◆ QUESTIONS TO ANSWER ◆
(1) Answer these about the text on configuring LLM models:
(a) To what value must an agent's Assistant Type be set for AutoTalk to show the configuration options?
(b) Which platform is the default?
(c) What four tabs appear after a platform is selected?
(2) Please set down, word for word, the part of the text on configuring LLM models starting with "Configuring LLM Models" and going on through "Geral (General) tab.".

◆ TEXT EXCERPT ◆
= = = =
Configuring LLM Models
- How to select a platform and model for your LLM agent
- What each setting on the General tab does
- How to fine-tune temperature, token limits, and advanced options
When you set an agent's Tipo de assistente (Assistant Type) to llm, AutoTalk reveals a rich set of configuration options. The first thing you choose is the AI platform, then you configure the model and its behavior through the Geral (General) tab.
Selecting a platform
The Tipo de plataforma (Platform Type) dropdown determines which AI provider powers your agent. AutoTalk supports five platforms:
| Platform | Description |
|---|---|
| openai (default) | OpenAI models including GPT-4.1 and others. The most popular choice with a wide range of models at different price and quality levels. |
| deepseek | DeepSeek models, offering competitive pricing for capable AI performance. |
| gemini | Google Gemini models, part of Google's AI ecosystem. |
| custom | Connect to a custom or third-party API endpoint. Use this for providers not listed above, or for your own fine-tuned models served through a compatible API. |
| node-llama-cpp | Run a large language model locally on your own hardware using node-llama-cpp. No external API calls are made, which keeps data fully on-premises. Best for organizations with strict data residency requirements. |
After selecting a platform, four configuration tabs appear: Geral (General), Mensagens (Messages), Acoes (Actions), and Ferramentas (Tools). This page covers the General tab; see System Messages and Tools for the other tabs.
= = = =
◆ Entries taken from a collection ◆
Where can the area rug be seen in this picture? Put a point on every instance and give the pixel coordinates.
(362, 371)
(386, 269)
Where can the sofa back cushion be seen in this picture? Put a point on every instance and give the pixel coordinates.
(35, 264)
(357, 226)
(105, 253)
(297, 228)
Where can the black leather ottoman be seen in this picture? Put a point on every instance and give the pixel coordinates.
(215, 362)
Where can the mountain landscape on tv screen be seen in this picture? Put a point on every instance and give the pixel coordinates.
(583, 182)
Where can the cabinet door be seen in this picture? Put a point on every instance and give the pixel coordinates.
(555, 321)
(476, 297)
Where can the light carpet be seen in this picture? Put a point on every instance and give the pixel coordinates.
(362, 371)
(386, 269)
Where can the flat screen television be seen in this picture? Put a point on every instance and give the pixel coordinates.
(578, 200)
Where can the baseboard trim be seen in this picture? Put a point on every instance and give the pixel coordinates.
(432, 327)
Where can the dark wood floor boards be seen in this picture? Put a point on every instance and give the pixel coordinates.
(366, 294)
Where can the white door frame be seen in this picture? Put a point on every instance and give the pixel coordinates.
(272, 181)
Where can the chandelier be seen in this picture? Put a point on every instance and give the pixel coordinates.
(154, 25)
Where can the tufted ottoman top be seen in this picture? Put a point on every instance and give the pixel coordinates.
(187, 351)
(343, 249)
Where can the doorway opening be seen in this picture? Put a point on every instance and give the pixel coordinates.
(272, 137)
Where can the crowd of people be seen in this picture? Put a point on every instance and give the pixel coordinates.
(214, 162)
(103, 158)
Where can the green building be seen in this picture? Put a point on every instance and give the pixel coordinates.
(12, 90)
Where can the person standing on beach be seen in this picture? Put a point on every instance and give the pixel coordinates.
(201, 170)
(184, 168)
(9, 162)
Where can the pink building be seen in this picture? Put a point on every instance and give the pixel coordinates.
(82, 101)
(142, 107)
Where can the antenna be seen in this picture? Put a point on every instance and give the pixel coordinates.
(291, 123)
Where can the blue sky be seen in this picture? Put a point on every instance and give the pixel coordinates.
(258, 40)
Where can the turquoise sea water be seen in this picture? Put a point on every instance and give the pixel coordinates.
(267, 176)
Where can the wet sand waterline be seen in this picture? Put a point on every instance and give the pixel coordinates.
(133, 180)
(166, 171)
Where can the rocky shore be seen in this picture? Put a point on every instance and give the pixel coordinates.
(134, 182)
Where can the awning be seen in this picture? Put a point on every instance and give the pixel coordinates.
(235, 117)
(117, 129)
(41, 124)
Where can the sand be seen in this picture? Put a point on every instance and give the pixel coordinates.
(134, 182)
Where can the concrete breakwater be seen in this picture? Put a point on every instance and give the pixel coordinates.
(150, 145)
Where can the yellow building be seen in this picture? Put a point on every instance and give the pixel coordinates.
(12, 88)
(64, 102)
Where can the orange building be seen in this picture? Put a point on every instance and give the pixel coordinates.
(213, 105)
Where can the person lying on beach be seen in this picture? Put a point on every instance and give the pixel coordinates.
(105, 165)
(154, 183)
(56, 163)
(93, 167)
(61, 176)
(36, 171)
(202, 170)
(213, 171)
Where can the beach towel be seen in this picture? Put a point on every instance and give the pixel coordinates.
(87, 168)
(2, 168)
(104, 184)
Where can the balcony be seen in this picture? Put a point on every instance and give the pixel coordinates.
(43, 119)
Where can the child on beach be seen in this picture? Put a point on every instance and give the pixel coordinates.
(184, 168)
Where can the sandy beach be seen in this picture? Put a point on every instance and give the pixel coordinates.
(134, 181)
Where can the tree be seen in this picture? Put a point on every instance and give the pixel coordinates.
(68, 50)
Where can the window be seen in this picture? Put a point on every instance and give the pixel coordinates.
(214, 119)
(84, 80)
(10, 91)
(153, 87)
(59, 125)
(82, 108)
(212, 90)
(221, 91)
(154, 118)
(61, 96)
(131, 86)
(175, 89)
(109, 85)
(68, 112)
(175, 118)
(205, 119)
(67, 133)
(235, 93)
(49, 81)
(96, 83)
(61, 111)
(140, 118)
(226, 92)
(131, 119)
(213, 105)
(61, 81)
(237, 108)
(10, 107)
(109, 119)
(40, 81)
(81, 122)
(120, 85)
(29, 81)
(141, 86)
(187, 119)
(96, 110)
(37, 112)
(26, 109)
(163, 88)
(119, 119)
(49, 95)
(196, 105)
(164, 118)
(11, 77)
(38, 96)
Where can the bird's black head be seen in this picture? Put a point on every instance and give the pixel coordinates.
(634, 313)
= = = =
◆ RESULTS IN ORDER ◆
(1)
(a) llm
(b) openai
(c) Geral (General), Mensagens (Messages), Acoes (Actions), and Ferramentas (Tools)

(2)
Configuring LLM Models
- How to select a platform and model for your LLM agent
- What each setting on the General tab does
- How to fine-tune temperature, token limits, and advanced options
When you set an agent's Tipo de assistente (Assistant Type) to llm, AutoTalk reveals a rich set of configuration options. The first thing you choose is the AI platform, then you configure the model and its behavior through the Geral (General) tab.